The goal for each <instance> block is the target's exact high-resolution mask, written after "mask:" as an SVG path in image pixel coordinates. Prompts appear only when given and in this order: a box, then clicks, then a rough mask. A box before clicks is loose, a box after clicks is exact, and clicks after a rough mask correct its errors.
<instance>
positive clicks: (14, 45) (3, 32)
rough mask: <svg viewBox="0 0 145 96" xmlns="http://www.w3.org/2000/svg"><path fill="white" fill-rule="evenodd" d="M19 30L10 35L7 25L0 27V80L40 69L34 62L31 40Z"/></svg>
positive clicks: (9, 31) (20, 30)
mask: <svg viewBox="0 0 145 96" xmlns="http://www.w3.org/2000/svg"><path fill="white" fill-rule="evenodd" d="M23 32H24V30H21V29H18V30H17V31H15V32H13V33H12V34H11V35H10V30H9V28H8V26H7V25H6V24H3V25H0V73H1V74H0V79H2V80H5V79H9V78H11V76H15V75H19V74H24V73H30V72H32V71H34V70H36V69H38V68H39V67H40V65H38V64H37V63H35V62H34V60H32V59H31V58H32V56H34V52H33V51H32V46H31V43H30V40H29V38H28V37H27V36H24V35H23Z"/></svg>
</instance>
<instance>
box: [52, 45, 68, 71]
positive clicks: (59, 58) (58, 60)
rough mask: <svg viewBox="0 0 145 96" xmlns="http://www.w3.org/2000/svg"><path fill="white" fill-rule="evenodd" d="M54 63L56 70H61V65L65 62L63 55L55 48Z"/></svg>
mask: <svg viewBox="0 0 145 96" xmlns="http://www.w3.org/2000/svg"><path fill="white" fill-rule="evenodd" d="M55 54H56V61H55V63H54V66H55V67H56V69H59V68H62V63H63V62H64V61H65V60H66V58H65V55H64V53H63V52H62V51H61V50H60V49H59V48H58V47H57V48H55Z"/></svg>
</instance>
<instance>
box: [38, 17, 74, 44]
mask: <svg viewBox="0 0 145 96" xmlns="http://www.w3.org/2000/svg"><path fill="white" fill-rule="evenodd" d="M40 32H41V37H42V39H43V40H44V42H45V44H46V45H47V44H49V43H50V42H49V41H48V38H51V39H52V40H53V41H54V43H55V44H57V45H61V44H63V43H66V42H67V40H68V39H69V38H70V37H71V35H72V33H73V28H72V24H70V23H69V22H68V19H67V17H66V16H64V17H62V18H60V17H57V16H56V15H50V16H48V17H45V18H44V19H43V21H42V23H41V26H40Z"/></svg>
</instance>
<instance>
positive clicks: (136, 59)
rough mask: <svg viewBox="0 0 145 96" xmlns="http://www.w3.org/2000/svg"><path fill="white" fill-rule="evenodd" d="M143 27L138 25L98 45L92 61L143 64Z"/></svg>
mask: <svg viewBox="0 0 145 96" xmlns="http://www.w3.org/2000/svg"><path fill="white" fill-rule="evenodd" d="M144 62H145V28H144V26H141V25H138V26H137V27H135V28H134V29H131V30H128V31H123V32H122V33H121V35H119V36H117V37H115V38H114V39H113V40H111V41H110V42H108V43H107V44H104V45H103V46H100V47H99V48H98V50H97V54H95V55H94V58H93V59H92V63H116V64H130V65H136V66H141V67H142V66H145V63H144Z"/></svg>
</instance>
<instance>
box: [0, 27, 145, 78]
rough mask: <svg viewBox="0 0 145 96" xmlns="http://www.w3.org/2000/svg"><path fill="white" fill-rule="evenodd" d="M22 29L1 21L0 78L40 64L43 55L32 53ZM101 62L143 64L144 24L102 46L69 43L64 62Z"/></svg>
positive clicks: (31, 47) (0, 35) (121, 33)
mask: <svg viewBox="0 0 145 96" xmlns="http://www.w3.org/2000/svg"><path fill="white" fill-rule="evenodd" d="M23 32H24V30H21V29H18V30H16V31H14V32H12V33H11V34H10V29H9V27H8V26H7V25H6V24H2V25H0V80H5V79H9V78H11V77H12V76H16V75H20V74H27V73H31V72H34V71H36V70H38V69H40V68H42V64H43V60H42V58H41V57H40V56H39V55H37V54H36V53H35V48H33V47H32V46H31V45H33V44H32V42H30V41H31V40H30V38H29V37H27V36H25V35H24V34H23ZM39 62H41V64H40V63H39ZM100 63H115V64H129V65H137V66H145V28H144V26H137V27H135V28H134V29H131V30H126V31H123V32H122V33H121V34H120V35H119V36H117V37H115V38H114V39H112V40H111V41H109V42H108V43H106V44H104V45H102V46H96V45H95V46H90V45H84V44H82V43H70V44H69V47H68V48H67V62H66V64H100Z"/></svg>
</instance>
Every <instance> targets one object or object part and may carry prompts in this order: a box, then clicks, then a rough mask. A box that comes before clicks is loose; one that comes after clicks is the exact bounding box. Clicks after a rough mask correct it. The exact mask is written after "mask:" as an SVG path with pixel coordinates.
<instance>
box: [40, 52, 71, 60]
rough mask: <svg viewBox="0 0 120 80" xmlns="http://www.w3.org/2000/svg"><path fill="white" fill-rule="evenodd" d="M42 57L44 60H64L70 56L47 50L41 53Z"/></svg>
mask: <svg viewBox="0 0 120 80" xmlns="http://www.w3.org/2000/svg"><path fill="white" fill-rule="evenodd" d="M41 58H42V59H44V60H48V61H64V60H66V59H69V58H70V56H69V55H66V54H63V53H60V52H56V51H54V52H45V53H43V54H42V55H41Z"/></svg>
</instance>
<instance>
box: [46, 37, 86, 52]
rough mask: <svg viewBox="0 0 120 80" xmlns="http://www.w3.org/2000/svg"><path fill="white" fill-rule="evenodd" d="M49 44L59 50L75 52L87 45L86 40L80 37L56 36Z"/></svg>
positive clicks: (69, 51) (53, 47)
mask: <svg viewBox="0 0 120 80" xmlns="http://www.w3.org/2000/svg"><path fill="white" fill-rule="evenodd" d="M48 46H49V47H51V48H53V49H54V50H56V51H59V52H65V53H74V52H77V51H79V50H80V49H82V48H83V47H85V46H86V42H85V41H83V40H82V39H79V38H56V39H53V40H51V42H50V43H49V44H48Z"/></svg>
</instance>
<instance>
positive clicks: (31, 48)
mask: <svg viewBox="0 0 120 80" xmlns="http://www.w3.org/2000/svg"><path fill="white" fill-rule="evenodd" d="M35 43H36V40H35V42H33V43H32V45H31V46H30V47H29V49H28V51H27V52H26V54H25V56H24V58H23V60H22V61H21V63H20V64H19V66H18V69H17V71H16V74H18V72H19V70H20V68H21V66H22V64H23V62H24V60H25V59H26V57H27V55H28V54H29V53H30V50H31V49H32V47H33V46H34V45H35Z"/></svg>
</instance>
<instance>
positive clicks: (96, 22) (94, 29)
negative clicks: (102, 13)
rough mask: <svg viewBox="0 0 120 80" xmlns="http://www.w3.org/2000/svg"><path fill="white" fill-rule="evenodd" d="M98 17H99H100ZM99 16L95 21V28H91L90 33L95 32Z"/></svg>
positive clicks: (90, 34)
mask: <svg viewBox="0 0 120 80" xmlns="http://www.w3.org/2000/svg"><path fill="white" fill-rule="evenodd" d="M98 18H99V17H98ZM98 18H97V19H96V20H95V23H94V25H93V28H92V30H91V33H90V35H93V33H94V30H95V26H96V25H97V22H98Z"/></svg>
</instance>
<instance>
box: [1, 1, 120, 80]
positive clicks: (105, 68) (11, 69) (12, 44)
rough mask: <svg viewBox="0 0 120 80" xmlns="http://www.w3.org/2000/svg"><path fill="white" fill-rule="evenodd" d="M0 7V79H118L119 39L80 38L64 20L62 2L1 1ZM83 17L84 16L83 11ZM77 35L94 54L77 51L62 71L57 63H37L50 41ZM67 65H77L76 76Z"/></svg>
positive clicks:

--

## Exercise instructions
Reproduce the whole of the records exactly, so that no line differs from the source above.

## Answer to this problem
The goal for each <instance> block is the target's exact high-resolution mask, written after "mask:" as an SVG path in image pixel coordinates. Prompts appear only when given and in this order: a box, then clicks, then a rough mask. A box before clicks is loose, a box after clicks is exact, and clicks after a rough mask correct its errors.
<instance>
positive clicks: (14, 45) (3, 32)
rough mask: <svg viewBox="0 0 145 96" xmlns="http://www.w3.org/2000/svg"><path fill="white" fill-rule="evenodd" d="M19 30L10 35L7 25L0 27V80L40 69L34 62L31 40Z"/></svg>
positive clicks: (9, 31) (20, 30)
mask: <svg viewBox="0 0 145 96" xmlns="http://www.w3.org/2000/svg"><path fill="white" fill-rule="evenodd" d="M23 32H24V30H21V29H18V30H17V31H15V32H13V33H12V34H11V35H10V30H9V28H8V26H7V25H6V24H3V25H0V73H1V74H0V79H2V80H5V79H9V78H11V76H15V75H19V74H24V73H30V72H32V71H34V70H36V69H38V68H39V67H40V65H38V64H37V63H35V62H34V60H32V59H31V58H32V56H34V52H33V51H32V46H31V43H30V40H29V38H28V37H27V36H24V35H23Z"/></svg>
</instance>
<instance>
box: [52, 45, 68, 71]
positive clicks: (59, 58) (58, 60)
rough mask: <svg viewBox="0 0 145 96" xmlns="http://www.w3.org/2000/svg"><path fill="white" fill-rule="evenodd" d="M54 63L56 70H61V65L65 62L63 55L55 48Z"/></svg>
mask: <svg viewBox="0 0 145 96" xmlns="http://www.w3.org/2000/svg"><path fill="white" fill-rule="evenodd" d="M55 54H56V61H55V63H54V66H55V67H56V69H59V68H62V63H63V62H64V61H65V60H66V58H65V55H64V53H63V52H62V51H61V50H60V49H59V48H58V47H57V48H55Z"/></svg>
</instance>
<instance>
box: [38, 17, 74, 44]
mask: <svg viewBox="0 0 145 96" xmlns="http://www.w3.org/2000/svg"><path fill="white" fill-rule="evenodd" d="M40 32H41V37H42V39H43V40H44V42H45V44H46V45H47V44H49V43H50V42H49V41H48V38H51V39H52V40H53V41H54V43H55V44H57V45H61V44H63V43H66V42H67V40H68V39H69V38H70V37H71V35H72V33H73V28H72V24H70V23H69V22H68V19H67V17H66V16H64V17H62V18H60V17H57V16H56V15H50V16H48V17H45V18H44V19H43V21H42V23H41V26H40Z"/></svg>
</instance>
<instance>
positive clicks: (136, 59)
rough mask: <svg viewBox="0 0 145 96" xmlns="http://www.w3.org/2000/svg"><path fill="white" fill-rule="evenodd" d="M143 27L138 25L98 45L92 61L143 64Z"/></svg>
mask: <svg viewBox="0 0 145 96" xmlns="http://www.w3.org/2000/svg"><path fill="white" fill-rule="evenodd" d="M144 62H145V28H144V26H141V25H138V26H137V27H135V28H134V29H131V30H128V31H123V32H122V33H121V35H119V36H117V37H115V38H114V39H113V40H111V41H110V42H108V43H107V44H104V45H103V46H100V47H99V48H98V50H97V54H95V55H94V58H93V59H92V63H116V64H130V65H136V66H141V67H142V66H145V63H144Z"/></svg>
</instance>
<instance>
box: [0, 27, 145, 78]
rough mask: <svg viewBox="0 0 145 96" xmlns="http://www.w3.org/2000/svg"><path fill="white" fill-rule="evenodd" d="M22 29L1 21L0 78L40 64L43 55L32 53ZM101 62L143 64L144 24L102 46L69 43L64 62Z"/></svg>
positive clicks: (31, 47) (0, 35) (121, 33)
mask: <svg viewBox="0 0 145 96" xmlns="http://www.w3.org/2000/svg"><path fill="white" fill-rule="evenodd" d="M23 32H24V30H21V29H18V30H16V31H14V32H12V33H11V34H10V29H9V27H8V26H7V25H6V24H2V25H0V80H5V79H9V78H11V77H12V76H16V75H20V74H27V73H31V72H34V71H36V70H38V69H40V68H42V64H43V60H42V58H41V57H40V56H39V55H37V54H36V53H35V48H33V47H32V46H31V45H33V44H32V42H30V41H31V40H30V38H29V37H27V36H25V35H24V34H23ZM39 62H41V64H40V63H39ZM100 63H115V64H129V65H137V66H145V28H144V26H137V27H135V28H134V29H131V30H126V31H123V32H122V33H121V34H120V35H119V36H117V37H115V38H114V39H112V40H111V41H109V42H108V43H106V44H104V45H102V46H96V45H95V46H90V45H84V44H82V43H70V44H69V47H68V48H67V62H66V64H100Z"/></svg>
</instance>
Every <instance> targets one object or object part and may carry prompts in this order: a box, then clicks, then a rough mask. A box that comes before clicks is loose; one that comes after clicks is the exact bounding box. Clicks after a rough mask correct it. The exact mask is written after "mask:" as an SVG path with pixel coordinates.
<instance>
box: [40, 52, 71, 60]
rough mask: <svg viewBox="0 0 120 80" xmlns="http://www.w3.org/2000/svg"><path fill="white" fill-rule="evenodd" d="M42 57L44 60H64L70 56L47 50L41 53Z"/></svg>
mask: <svg viewBox="0 0 120 80" xmlns="http://www.w3.org/2000/svg"><path fill="white" fill-rule="evenodd" d="M41 58H42V59H44V60H48V61H64V60H66V59H69V58H70V56H69V55H66V54H63V53H60V52H56V51H54V52H45V53H43V54H42V55H41Z"/></svg>
</instance>
<instance>
box: [46, 37, 86, 52]
rough mask: <svg viewBox="0 0 120 80" xmlns="http://www.w3.org/2000/svg"><path fill="white" fill-rule="evenodd" d="M49 44L59 50L75 52L87 45L86 40L80 37L56 36Z"/></svg>
positive clicks: (69, 51) (53, 47)
mask: <svg viewBox="0 0 120 80" xmlns="http://www.w3.org/2000/svg"><path fill="white" fill-rule="evenodd" d="M48 46H49V47H51V48H53V49H54V50H56V51H59V52H65V53H74V52H77V51H79V50H80V49H82V48H83V47H85V46H86V42H85V41H83V40H82V39H79V38H56V39H53V40H51V42H50V43H49V44H48Z"/></svg>
</instance>
<instance>
positive clicks: (31, 48)
mask: <svg viewBox="0 0 120 80" xmlns="http://www.w3.org/2000/svg"><path fill="white" fill-rule="evenodd" d="M35 43H36V40H35V42H33V43H32V45H31V46H30V47H29V49H28V51H27V52H26V54H25V56H24V58H23V60H22V61H21V63H20V64H19V66H18V69H17V71H16V74H18V72H19V70H20V68H21V66H22V64H23V62H24V60H25V59H26V57H27V55H28V54H29V53H30V50H31V49H32V47H33V46H34V45H35Z"/></svg>
</instance>
<instance>
positive clicks: (96, 22) (94, 29)
negative clicks: (102, 13)
rough mask: <svg viewBox="0 0 120 80" xmlns="http://www.w3.org/2000/svg"><path fill="white" fill-rule="evenodd" d="M98 17H99H100ZM99 16L95 21V28H91L90 33L95 32Z"/></svg>
positive clicks: (90, 34)
mask: <svg viewBox="0 0 120 80" xmlns="http://www.w3.org/2000/svg"><path fill="white" fill-rule="evenodd" d="M98 18H99V17H98ZM98 18H97V19H96V20H95V23H94V25H93V28H92V30H91V33H90V35H93V33H94V30H95V26H96V25H97V22H98Z"/></svg>
</instance>
<instance>
box: [1, 1, 120, 80]
positive clicks: (105, 68) (11, 69) (12, 44)
rough mask: <svg viewBox="0 0 120 80" xmlns="http://www.w3.org/2000/svg"><path fill="white" fill-rule="evenodd" d="M0 7V79H118L119 39L80 38L64 20L62 2L1 1ZM83 17L84 16L83 11ZM77 35L94 54L77 51L62 71L57 63H37L50 41ZM67 65H77L76 76Z"/></svg>
positive clicks:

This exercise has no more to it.